But enough pity party.

Gods and transformations are weird bedfellows. So, I believe that with all this manure there must be a pony in there somewhere. It’s a girlhood promise that baits me in my stillest stolen inner moments, and I’m still hooked on rose colored glasses.

I want to share a true song by Natalie Sleeth. I know it’s true because I have experienced it.

One line assures us, “There’s a song in every silence, seeking word and melody…” In 1969, I became the mere instrument for a song that had perhaps long waited to be sung, to be heard.

That late spring day, I was seated at a piano, alone and in silence, meditating on an Old Testament psalm celebrating the faithful Eternal Love in which our lives are embedded.

Then, as if guided by a longing outside myself, I found my fingers effortlessly picking out a melody on the piano keys (interesting use of “key”). The song’s season had arrived. By what grace was I chosen to unlock the door so it could take wing? I simply don’t know.

Since then “I Will Celebrate Your Love” has circulated in publication and recordings around the globe, translated into 8 languages. Amazingly (or is it?), I also benefited materially. Its royalties (interesting use of “royal”) helped put me through graduate school.

Back to hardship. When yanked into an undertow of grief, loneliness, struggle, trauma, fear, worry and all the rest, it’s hard to trust that if we surrender into it, all will come to fruition in a transformation that will ultimately soothe, elate, or astonish. Maybe even make sense.

In her “Hymn of Promise,” Ms. Sleeth reminds us that when the season comes, latent promises are indeed fulfilled.

Today, I don’t yet see the season, but my pony is in there somewhere.

To sweep you more deeply into this faith, take a few minutes to feel the consoling audio hug of Sleeth’s inspired hymn set to a gorgeous choral arrangement by Mary McCarthy. Listen and read the lyrics at https://www.youtube.com/watch?v=u81NLz5pHhU

Send me a virtual hug to tide me over so I know I’m not as solo as I sometimes perceive. I promise I will thankfully feel it.

2 Comments

  • Karen (NMN) Walters

    Hugs upon hugs are sent with love and spirit. The daily posts are a blessing to me, and I feel you both through them.

    Your quest for the pony reminds me of Walking a dark path with a lantern, where only the next step can be seen. The path goes on, who knows how long, but the Light always shows the next step.

PROVIDED MATERIAL:
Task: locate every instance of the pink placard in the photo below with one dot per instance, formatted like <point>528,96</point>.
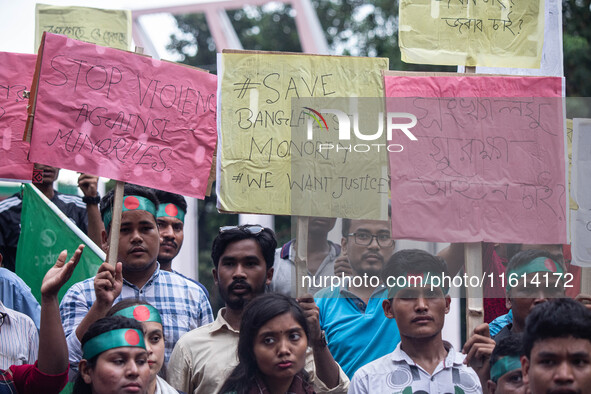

STATED TASK:
Please extract the part of the song post that opens with the words containing "Back to hardship." and closes with "thankfully feel it.". Work from the song post alone.

ANSWER TO THIS PROBLEM:
Back to hardship. When yanked into an undertow of grief, loneliness, struggle, trauma, fear, worry and all the rest, it’s hard to trust that if we surrender into it, all will come to fruition in a transformation that will ultimately soothe, elate, or astonish. Maybe even make sense.

In her “Hymn of Promise,” Ms. Sleeth reminds us that when the season comes, latent promises are indeed fulfilled.

Today, I don’t yet see the season, but my pony is in there somewhere.

To sweep you more deeply into this faith, take a few minutes to feel the consoling audio hug of Sleeth’s inspired hymn set to a gorgeous choral arrangement by Mary McCarthy. Listen and read the lyrics at https://www.youtube.com/watch?v=u81NLz5pHhU

Send me a virtual hug to tide me over so I know I’m not as solo as I sometimes perceive. I promise I will thankfully feel it.